▸ **EXERCISE DIRECTIONS**:
The data below must be copied in full and without any change.
>> START THE INPUT
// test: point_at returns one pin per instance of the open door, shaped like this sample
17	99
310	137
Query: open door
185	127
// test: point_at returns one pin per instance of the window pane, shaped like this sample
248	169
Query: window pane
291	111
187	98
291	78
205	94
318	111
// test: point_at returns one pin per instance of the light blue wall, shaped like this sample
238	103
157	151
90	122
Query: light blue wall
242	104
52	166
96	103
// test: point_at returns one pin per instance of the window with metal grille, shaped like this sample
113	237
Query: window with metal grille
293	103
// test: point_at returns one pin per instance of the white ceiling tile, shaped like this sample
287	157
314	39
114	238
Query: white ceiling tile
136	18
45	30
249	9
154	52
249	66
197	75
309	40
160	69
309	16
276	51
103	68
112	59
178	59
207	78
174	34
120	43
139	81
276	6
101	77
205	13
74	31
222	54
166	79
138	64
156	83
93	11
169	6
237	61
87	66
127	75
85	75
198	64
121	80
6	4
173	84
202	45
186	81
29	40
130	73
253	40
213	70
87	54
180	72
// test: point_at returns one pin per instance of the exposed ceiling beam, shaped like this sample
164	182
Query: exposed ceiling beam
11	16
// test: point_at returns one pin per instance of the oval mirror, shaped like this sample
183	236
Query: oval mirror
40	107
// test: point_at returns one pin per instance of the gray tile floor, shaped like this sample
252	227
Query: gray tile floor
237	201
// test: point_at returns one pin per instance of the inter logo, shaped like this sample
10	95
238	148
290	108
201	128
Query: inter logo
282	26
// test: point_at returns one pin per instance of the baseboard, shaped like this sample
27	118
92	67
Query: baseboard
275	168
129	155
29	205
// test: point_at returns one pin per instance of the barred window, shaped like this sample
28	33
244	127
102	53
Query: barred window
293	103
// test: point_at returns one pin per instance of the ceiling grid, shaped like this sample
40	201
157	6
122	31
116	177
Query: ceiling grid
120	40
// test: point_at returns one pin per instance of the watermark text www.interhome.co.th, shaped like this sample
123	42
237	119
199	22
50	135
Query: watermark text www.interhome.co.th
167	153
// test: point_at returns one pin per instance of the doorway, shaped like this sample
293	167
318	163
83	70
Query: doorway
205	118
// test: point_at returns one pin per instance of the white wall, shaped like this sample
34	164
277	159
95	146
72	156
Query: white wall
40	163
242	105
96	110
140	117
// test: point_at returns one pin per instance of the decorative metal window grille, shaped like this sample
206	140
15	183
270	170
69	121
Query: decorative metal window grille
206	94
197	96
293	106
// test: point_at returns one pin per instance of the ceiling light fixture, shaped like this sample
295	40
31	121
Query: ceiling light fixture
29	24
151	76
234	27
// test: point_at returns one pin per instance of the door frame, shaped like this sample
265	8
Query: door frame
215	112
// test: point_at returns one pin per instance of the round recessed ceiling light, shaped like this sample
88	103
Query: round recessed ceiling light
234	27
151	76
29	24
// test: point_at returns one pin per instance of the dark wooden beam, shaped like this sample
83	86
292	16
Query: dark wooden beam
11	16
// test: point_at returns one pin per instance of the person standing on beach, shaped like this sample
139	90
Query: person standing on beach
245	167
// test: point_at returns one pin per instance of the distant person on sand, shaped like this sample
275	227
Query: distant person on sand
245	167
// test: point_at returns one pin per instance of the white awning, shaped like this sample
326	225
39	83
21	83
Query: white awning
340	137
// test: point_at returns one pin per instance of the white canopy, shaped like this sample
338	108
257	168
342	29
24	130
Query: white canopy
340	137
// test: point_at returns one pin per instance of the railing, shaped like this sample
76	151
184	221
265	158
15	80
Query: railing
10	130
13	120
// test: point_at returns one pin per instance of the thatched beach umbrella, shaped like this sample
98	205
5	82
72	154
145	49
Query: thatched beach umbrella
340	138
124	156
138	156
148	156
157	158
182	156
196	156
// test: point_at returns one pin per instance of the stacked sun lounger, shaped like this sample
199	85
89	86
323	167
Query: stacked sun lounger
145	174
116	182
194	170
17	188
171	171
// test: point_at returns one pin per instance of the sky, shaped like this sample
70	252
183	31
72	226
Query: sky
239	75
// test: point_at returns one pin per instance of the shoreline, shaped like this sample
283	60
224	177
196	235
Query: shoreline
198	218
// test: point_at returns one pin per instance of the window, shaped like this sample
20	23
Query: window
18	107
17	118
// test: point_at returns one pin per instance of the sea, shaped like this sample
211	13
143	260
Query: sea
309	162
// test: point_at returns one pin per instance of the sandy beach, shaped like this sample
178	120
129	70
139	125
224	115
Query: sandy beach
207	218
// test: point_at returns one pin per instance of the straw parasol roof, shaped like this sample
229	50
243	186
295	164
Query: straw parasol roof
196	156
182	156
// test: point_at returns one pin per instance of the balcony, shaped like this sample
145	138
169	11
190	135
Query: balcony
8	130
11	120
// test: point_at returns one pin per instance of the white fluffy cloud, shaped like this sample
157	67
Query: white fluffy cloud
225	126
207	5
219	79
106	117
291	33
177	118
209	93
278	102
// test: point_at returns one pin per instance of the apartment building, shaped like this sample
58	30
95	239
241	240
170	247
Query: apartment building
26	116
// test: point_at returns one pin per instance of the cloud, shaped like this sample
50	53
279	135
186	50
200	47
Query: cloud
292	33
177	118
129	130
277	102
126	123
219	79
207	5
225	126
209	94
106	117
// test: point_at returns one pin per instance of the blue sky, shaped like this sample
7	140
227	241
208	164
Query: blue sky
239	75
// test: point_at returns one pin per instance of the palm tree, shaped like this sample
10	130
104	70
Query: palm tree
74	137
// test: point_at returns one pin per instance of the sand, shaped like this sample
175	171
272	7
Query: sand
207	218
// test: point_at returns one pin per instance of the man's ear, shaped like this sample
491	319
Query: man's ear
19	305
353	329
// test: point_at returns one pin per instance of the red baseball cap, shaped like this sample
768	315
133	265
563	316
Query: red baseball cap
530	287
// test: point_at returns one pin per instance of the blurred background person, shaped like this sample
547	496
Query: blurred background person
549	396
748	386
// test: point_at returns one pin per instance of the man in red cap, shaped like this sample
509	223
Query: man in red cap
>> END THE INPUT
▸ **FINISHED EXERCISE**:
// test: point_at returns one pin per instance of the open door, shaped like this sample
17	99
310	137
Query: open door
185	127
// test: point_at returns one pin per instance of the window pane, shaped like this sample
248	169
Query: window pane
291	111
187	98
291	78
205	94
318	111
// test: point_at returns one pin per instance of the light blue wall, shaped like this sample
238	103
157	151
90	122
Query: light blue wall
242	104
52	166
96	103
// test: point_at returns one pin per instance of the window with metal grille, shaped like this sample
113	237
Query: window with metal grille
293	103
// test: point_at returns one pin per instance of the white ceiling tile, shaped like this sample
287	157
314	39
114	238
Query: white ceiling tile
136	18
45	30
249	9
154	52
249	66
197	75
309	40
160	69
309	16
276	51
103	68
112	59
178	59
207	78
174	34
120	43
139	81
276	6
101	77
205	13
74	31
222	54
166	79
138	64
156	83
93	11
169	6
237	61
87	66
127	75
85	75
198	64
121	80
6	4
173	84
202	45
186	81
29	40
130	73
253	40
213	70
87	54
180	72
// test: point_at returns one pin per instance of the exposed ceiling beam, shaped like this sample
164	182
Query: exposed ceiling beam
11	16
// test: point_at returns one pin per instance of the oval mirror, shaped like this sample
183	236
Query: oval mirror
40	107
// test: point_at returns one pin per instance of the gray tile floor, shaped like this sample
252	227
Query: gray tile floor
237	201
// test: point_at returns one pin per instance of the inter logo, shaped like this sample
10	95
238	148
290	108
201	128
Query: inter logo
282	26
// test: point_at returns one pin per instance of the baseboard, shaped like this sample
27	118
92	67
Query: baseboard
275	168
129	155
29	205
// test: point_at returns one pin per instance of the barred window, shaped like this sample
28	33
244	127
102	53
Query: barred window
293	103
// test: point_at returns one pin per instance of the ceiling grid, shaped like this sample
40	201
157	6
122	31
116	177
Query: ceiling grid
120	40
// test: point_at returns one pin per instance of the watermark text www.interhome.co.th, shaped like this sample
123	42
237	119
199	22
50	135
Query: watermark text www.interhome.co.th
167	153
// test: point_at returns one pin per instance of the doorway, shaped like this sample
293	167
318	163
83	70
Query: doorway
205	118
// test: point_at returns one pin per instance of the white wall, shaped like this sample
34	164
277	159
95	146
72	156
Query: white wall
40	163
242	105
96	110
140	117
// test: point_at returns one pin per instance of the decorative metal window grille, shaped like this sample
206	140
15	183
270	170
69	121
Query: decorative metal window grille
206	94
197	96
293	106
// test: point_at returns one pin per instance of the ceiling light fixture, shaped like this sample
295	40
31	121
Query: ceiling light fixture
29	24
151	76
234	27
// test: point_at returns one pin per instance of the door frame, shaped like this sample
265	8
Query: door frame
215	112
// test: point_at returns one pin per instance of the round recessed ceiling light, shaped like this sample
88	103
Query: round recessed ceiling light
234	27
151	76
29	24
// test: point_at returns one pin per instance of the dark wooden beam, shaped like this sample
83	86
292	16
Query: dark wooden beam
11	16
// test: point_at returns one pin per instance of the person standing on beach, shaped like this sample
139	90
Query: person standing on beach
245	167
// test: point_at returns one pin per instance of the distant person on sand, shaped like this sample
275	227
Query: distant person on sand
245	167
// test: point_at returns one pin per instance of the white awning, shaped like this sample
326	225
39	83
21	83
Query: white awning
340	137
// test: point_at returns one pin per instance of the white canopy, shaped like this sample
338	108
257	168
342	29
24	130
Query: white canopy
340	137
// test: point_at returns one pin per instance of the railing, shaped like this sample
76	151
184	221
265	158
15	80
Query: railing
10	130
13	120
// test: point_at returns one pin per instance of the thatched beach umbrella, shaped like this sample
98	205
5	82
72	154
145	49
Query: thatched beach umbrella
340	138
124	156
138	156
148	156
157	158
182	156
196	156
// test: point_at returns one pin per instance of the stacked sun lounger, shaped like this sample
199	85
89	86
323	167
Query: stacked sun lounger
145	174
116	182
194	170
17	188
171	171
// test: point_at returns one pin per instance of the sky, shaped like this sample
70	252
183	31
72	226
Query: sky
239	75
// test: point_at returns one pin per instance of the shoreline, shaped like this sample
283	60
224	177
196	235
Query: shoreline
198	218
// test: point_at returns one pin per instance of the window, shaped like this sample
20	23
Query: window
18	107
17	118
// test: point_at returns one pin per instance of the sea, shaped like this sample
211	13
143	260
Query: sea
309	162
// test: point_at returns one pin per instance of the sandy beach, shaped like this sample
178	120
129	70
139	125
224	115
Query: sandy beach
207	218
// test: point_at returns one pin per instance of the straw parasol roof, shaped like this sample
229	50
243	186
295	164
Query: straw parasol roof
196	156
182	156
// test: point_at returns one pin per instance of the balcony, shaped like this sample
145	138
169	11
190	135
Query: balcony
8	130
11	120
// test: point_at returns one pin per instance of the white fluffy cloud, shaped like this sample
157	67
Query: white fluffy cloud
225	126
207	5
219	79
106	117
291	33
177	118
209	93
278	102
// test: point_at returns one pin per instance of the apartment building, shaped like this sample
58	30
95	239
241	240
170	247
Query: apartment building
26	116
// test: point_at returns one pin per instance of the cloud, shaped like this sample
50	53
279	135
186	50
200	47
Query: cloud
292	33
177	118
129	130
277	102
126	123
219	79
207	5
225	126
209	94
106	117
// test: point_at returns one pin per instance of the blue sky, shaped like this sample
7	140
227	241
208	164
Query: blue sky
239	75
// test: point_at returns one pin per instance of the palm tree, shaped like this sample
10	130
104	70
Query: palm tree
74	137
// test: point_at returns one pin per instance of the sand, shaped like this sample
175	171
272	7
Query: sand
207	218
// test: point_at returns one pin per instance of the man's ear, shaped like this sample
491	319
Query: man's ear
19	305
353	329
// test: point_at returns one pin per instance of the red baseball cap, shaped like this sample
768	315
133	265
563	316
Query: red baseball cap
530	287
// test: point_at returns one pin per instance of the blurred background person, shaped like this sample
547	496
Query: blurred background person
549	396
748	386
// test: point_at returns one pin per instance of the man in red cap, shaped like this sample
509	223
Query: man in red cap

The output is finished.